▸ Records for the task
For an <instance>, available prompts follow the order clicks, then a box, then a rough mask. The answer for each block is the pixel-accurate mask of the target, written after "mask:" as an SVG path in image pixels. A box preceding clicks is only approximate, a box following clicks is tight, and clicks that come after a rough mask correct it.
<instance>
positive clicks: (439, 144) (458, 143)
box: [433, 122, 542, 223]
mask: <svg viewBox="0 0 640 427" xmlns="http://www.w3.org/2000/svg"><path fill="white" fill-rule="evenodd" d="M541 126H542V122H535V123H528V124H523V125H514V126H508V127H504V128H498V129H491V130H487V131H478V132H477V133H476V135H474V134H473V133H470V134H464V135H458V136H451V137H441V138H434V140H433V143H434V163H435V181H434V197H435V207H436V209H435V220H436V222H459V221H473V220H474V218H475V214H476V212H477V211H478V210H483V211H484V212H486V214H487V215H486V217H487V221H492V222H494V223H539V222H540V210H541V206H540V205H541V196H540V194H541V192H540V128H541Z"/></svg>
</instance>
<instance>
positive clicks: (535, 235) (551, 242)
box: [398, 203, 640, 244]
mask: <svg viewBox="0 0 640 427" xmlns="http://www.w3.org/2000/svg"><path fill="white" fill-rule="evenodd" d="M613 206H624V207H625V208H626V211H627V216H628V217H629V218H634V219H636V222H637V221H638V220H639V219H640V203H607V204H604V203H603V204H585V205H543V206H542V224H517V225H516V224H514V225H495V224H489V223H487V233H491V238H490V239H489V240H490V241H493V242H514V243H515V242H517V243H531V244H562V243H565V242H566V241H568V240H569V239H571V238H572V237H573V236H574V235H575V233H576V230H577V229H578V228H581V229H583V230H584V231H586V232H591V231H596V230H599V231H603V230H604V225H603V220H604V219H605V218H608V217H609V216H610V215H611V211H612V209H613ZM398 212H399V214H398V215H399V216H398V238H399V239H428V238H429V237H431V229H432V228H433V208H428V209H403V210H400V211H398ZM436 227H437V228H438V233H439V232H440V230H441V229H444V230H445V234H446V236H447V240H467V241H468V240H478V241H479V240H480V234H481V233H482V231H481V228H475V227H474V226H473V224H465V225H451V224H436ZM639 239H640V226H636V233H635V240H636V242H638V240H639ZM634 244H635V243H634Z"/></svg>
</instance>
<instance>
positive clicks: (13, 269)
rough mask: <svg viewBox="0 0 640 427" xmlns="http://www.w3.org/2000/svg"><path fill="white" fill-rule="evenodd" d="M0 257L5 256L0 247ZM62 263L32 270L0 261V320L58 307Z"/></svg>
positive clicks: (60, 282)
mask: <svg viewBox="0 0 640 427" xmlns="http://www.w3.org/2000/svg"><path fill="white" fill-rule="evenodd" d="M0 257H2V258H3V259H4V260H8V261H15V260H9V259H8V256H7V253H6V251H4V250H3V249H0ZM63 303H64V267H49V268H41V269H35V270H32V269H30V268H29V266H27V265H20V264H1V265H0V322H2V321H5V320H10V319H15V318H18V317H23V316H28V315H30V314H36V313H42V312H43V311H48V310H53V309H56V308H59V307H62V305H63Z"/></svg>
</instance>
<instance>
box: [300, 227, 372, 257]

▸ Brief
Write out every entry above again, line for line and unchanged.

▸ Exercise solution
For an <instance>, available prompts follow the order clicks, then a box, then a rough mask. The answer for each block is the pixel-accurate mask of the target, written after "mask:" as an SVG path in image pixels. A box preceding clicks is only approximate, a box following clicks is tight, and clicks that come after a rough mask correct it.
<instance>
positive clicks: (439, 144) (458, 143)
box: [433, 122, 542, 223]
mask: <svg viewBox="0 0 640 427" xmlns="http://www.w3.org/2000/svg"><path fill="white" fill-rule="evenodd" d="M541 126H542V122H535V123H528V124H523V125H514V126H508V127H504V128H498V129H491V130H487V131H478V132H477V133H476V135H474V134H473V133H470V134H464V135H458V136H451V137H441V138H434V140H433V143H434V163H435V181H434V197H435V207H436V209H435V220H436V222H459V221H473V220H474V218H475V214H476V212H477V211H478V210H483V211H484V212H486V214H487V215H486V217H487V221H492V222H494V223H539V222H540V210H541V206H540V205H541V196H540V194H541V192H540V128H541Z"/></svg>
</instance>
<instance>
positive clicks: (535, 235) (551, 242)
box: [398, 203, 640, 244]
mask: <svg viewBox="0 0 640 427" xmlns="http://www.w3.org/2000/svg"><path fill="white" fill-rule="evenodd" d="M613 206H624V207H625V208H626V211H627V216H628V217H629V218H634V219H636V222H637V221H638V220H639V219H640V203H607V204H604V203H603V204H585V205H543V206H542V224H517V225H516V224H514V225H495V224H489V223H487V233H491V238H490V239H489V240H490V241H493V242H514V243H515V242H517V243H531V244H562V243H565V242H566V241H568V240H569V239H571V238H572V237H573V236H574V235H575V233H576V230H577V229H578V228H581V229H583V230H584V231H586V232H591V231H596V230H599V231H603V230H604V225H603V220H604V219H605V218H608V217H609V216H610V215H611V211H612V209H613ZM398 212H399V214H398V215H399V216H398V238H399V239H428V238H429V237H431V229H432V228H433V208H428V209H403V210H400V211H398ZM436 227H437V228H438V233H439V232H440V230H441V229H444V230H445V234H446V236H447V240H467V241H468V240H478V241H479V240H480V234H481V233H482V231H481V228H475V227H474V226H473V224H465V225H451V224H436ZM639 239H640V226H636V233H635V240H636V242H638V240H639ZM634 244H635V243H634Z"/></svg>
</instance>
<instance>
positive clicks: (13, 269)
rough mask: <svg viewBox="0 0 640 427" xmlns="http://www.w3.org/2000/svg"><path fill="white" fill-rule="evenodd" d="M0 257L5 256L0 247ZM62 263L32 270L0 261V320L58 307Z"/></svg>
positive clicks: (60, 282)
mask: <svg viewBox="0 0 640 427" xmlns="http://www.w3.org/2000/svg"><path fill="white" fill-rule="evenodd" d="M0 257H2V258H3V259H4V260H8V261H15V260H9V259H8V256H7V253H6V251H4V250H3V249H0ZM63 303H64V267H49V268H41V269H35V270H32V269H30V268H29V266H27V265H20V264H1V265H0V322H2V321H5V320H10V319H15V318H18V317H23V316H28V315H30V314H36V313H42V312H43V311H48V310H53V309H56V308H59V307H62V305H63Z"/></svg>
</instance>
<instance>
box: [300, 227, 372, 257]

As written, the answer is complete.